=== EXTRACT ===
May
I’ve always thought of personalization as a good thing. If Google knows something about me then it can provide results that I’ll find more relevant, right?
Watch this TED talk by Eli Pariser and, like me, you might start having second thoughts.
Pariser is former executive director of MoveOn and is now a senior fellow at the Roosevelt Institute. His book The Filter Bubble is set for release May 12, 2011. In it, he asks how modern search tools — the filter by which many of see the wider world — are getting better and better and screening the wider world from us, by returning only the search results it “thinks” we want to see.
Here’s the very thought-provoking first paragraph of the talk:
Mark Zuckerberg, a journalist was asking him a question about the news feed. And the journalist was asking him, “Why is this so important?” And Zuckerberg said, “A squirrel dying in your front yard may be more relevant to your interests right now than people dying in Africa.” And I want to talk about what a Web based on that idea of relevance might look like.
Here’s another provocative statement:
“When confronted with a list of results from Google, the average user (including myself until I read this article) tends to assume that the list is exhaustive. Not knowing that it isn’t … is equivalent to not having a choice. Depending on the quality of the search results, it can be said that I am being fed junk — because I don’t know I have other choices that Google filtered out.”

=== EXERCISE TASK A ===
In the post about the filter bubble, on what date is Pariser's book set for release?
=== EXERCISE TASK B ===
Continue the post about the filter bubble from the point where it stops.

=== LISTING ===
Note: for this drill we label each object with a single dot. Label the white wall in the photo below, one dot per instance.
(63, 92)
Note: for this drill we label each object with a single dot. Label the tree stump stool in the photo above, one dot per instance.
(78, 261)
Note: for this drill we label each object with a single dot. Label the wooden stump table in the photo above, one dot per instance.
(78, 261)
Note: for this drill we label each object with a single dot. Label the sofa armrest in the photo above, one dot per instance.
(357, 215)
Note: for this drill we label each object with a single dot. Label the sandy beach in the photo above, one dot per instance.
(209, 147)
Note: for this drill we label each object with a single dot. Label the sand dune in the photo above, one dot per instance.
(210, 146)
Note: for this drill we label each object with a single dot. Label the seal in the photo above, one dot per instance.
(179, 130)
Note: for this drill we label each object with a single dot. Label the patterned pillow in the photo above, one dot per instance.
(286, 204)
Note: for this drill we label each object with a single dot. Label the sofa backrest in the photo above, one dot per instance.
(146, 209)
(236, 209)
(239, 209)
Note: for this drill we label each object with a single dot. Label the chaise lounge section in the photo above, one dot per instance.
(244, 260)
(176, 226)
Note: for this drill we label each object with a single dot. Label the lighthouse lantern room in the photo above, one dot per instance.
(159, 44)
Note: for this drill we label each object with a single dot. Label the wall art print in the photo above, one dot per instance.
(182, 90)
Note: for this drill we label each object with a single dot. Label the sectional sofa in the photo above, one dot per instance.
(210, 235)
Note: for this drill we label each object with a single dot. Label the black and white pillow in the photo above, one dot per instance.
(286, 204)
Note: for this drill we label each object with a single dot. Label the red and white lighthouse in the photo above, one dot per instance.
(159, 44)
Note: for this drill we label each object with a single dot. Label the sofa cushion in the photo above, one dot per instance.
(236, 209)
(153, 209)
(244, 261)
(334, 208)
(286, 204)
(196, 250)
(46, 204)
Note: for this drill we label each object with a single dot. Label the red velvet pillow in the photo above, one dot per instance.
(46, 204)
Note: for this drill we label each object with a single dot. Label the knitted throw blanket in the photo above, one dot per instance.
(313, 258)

=== EXPECTED ANSWER A ===
May 12, 2011.

=== EXPECTED ANSWER B ===
Aubrey Pek, commenting on Kim Zetter’s “Junk Food Algorithms”: http://www.wired.com/epicenter/2011/03/eli-pariser-at-ted
Pariser’s talk brings up important ethical questions. Who decides what’s relevant for me? Is it ok for a web-site to filter out content it thinks I won’t want to see? Does that insulate me from what’s really happening in the world, leading me to live in a bubble? Isn’t it my responsibility to know what’s happening in the world outside of my bubble of “news.” Shouldn’t I have the right to know who is filtering out what information and by what algorithm? Shouldn’t I have the power to change the filter settings?
If you think the effects of personalization are subtle, or not very significant, then this little piece of the talk might shock or disturb you.
But a couple of weeks ago, I asked a bunch of friends to Google “Egypt” and to send me screen shots of what they got. So here’s my friend Scott’s screen shot. And here’s my friend Daniel’s screen shot. When you put them side-by-side, you don’t even have to read the links to see how different these two pages are. But when you do read the links, it’s really quite remarkable. Daniel didn’t get anything about the protests in Egypt at all in his first page of Google results. Scott’s results were full of them. And this was the big story of the day at that time. That’s how different these results are becoming.
We’re getting our search results seriously edited and, I bet, most of us don’t even know it. I didn’t. One Google engineer says that their search engine uses 57 signals to personalize your search results, even when you’re logged out.
Do we really want to live in a web bubble?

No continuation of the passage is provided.